# [TASK]
Return every line of the records below that contains the string "mottled", copying each one in full.

# [Location identification items]

====

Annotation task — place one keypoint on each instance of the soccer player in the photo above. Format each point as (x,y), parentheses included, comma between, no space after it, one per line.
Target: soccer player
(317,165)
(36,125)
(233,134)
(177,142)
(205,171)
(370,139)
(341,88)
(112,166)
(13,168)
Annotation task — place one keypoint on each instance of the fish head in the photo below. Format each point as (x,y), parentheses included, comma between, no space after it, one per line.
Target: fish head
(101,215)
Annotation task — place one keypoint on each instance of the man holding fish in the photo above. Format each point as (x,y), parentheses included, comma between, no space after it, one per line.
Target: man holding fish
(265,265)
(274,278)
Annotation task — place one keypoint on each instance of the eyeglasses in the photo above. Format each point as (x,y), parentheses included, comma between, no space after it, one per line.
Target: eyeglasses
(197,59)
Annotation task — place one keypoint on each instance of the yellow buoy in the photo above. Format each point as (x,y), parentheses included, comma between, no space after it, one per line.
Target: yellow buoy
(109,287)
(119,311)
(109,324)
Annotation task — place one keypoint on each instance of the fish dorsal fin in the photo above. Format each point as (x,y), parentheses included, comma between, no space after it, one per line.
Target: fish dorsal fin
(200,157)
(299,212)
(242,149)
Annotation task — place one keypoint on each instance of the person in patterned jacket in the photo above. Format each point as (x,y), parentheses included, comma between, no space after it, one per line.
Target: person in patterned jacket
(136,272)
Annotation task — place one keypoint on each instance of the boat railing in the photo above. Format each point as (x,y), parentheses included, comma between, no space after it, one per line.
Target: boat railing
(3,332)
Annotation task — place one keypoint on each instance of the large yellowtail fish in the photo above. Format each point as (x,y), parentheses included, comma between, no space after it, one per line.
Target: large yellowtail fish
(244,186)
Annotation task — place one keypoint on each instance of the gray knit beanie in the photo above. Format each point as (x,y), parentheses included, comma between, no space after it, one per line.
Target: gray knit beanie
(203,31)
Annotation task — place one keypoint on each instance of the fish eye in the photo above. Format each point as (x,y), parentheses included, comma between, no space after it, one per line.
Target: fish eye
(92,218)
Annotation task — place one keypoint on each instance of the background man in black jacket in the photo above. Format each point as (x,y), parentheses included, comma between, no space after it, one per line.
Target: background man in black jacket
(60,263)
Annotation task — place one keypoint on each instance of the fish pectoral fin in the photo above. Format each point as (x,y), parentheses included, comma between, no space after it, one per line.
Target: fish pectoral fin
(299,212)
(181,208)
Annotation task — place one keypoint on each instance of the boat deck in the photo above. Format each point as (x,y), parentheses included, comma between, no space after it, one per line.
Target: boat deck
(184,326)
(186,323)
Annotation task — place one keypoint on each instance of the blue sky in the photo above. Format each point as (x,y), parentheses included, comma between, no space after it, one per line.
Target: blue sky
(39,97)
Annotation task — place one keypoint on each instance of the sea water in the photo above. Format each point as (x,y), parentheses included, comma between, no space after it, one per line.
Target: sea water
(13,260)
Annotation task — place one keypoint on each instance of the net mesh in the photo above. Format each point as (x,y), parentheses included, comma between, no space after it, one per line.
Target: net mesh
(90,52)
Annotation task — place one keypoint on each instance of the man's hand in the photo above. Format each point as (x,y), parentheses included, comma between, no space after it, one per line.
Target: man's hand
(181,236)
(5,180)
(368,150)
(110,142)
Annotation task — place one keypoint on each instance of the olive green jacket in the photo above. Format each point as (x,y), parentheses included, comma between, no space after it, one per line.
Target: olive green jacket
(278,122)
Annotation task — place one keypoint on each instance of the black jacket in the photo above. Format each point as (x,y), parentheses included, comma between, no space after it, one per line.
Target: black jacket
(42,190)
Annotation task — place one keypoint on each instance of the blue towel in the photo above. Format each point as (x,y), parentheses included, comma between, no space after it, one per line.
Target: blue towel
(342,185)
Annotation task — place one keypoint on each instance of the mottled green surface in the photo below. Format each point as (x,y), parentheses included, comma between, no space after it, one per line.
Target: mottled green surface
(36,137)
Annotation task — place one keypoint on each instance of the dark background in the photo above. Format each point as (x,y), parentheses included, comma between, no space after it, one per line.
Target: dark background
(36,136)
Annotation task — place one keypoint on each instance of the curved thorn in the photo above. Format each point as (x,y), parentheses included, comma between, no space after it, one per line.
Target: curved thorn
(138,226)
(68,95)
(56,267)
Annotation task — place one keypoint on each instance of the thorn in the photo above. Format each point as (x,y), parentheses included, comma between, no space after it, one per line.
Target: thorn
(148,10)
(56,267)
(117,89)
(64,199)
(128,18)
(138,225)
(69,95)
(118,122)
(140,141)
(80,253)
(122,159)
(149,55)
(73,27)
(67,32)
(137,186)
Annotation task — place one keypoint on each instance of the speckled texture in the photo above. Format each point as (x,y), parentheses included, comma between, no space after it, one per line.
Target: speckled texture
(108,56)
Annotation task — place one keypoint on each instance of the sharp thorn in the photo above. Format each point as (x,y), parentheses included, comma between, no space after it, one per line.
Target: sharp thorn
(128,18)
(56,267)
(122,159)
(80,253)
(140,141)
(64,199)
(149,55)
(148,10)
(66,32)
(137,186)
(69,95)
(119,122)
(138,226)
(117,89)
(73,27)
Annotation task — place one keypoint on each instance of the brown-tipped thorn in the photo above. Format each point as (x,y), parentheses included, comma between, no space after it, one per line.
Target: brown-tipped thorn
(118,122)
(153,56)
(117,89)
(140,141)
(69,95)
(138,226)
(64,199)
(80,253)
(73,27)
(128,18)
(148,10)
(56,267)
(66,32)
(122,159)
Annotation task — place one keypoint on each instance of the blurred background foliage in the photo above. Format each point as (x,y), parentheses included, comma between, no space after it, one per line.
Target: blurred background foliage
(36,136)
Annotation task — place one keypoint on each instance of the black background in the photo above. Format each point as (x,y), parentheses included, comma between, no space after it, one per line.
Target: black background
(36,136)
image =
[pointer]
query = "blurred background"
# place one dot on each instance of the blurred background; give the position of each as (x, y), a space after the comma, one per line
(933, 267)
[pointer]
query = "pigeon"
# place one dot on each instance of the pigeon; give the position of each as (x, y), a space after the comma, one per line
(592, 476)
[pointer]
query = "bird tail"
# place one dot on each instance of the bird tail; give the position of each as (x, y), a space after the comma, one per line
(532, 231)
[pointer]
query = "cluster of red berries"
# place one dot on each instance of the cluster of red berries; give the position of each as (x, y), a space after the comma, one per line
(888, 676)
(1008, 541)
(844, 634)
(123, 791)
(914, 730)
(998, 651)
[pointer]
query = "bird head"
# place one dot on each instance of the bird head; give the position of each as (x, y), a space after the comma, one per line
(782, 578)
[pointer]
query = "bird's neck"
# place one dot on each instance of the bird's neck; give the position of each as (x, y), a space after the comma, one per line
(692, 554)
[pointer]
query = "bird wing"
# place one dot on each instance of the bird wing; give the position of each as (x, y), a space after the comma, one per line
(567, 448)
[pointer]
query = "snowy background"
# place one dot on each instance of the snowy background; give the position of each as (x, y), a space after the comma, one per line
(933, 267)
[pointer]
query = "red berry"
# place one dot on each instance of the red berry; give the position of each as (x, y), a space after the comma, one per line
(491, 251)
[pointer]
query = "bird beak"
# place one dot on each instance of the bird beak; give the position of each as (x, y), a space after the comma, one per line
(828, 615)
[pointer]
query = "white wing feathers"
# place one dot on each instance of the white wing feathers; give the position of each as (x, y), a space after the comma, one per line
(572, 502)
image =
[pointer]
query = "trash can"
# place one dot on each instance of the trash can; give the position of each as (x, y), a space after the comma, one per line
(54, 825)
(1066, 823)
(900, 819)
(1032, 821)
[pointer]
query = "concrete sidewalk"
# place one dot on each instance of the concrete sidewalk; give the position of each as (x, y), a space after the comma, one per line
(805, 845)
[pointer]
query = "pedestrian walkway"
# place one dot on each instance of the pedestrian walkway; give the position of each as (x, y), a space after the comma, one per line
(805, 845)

====

# [PROBLEM SOLUTION]
Annotation task — place one keypoint on each instance of the mottled green surface in the photo below. Format each point as (x,y), parentheses included, comma between, no space after it, one per line.
Target: mottled green surface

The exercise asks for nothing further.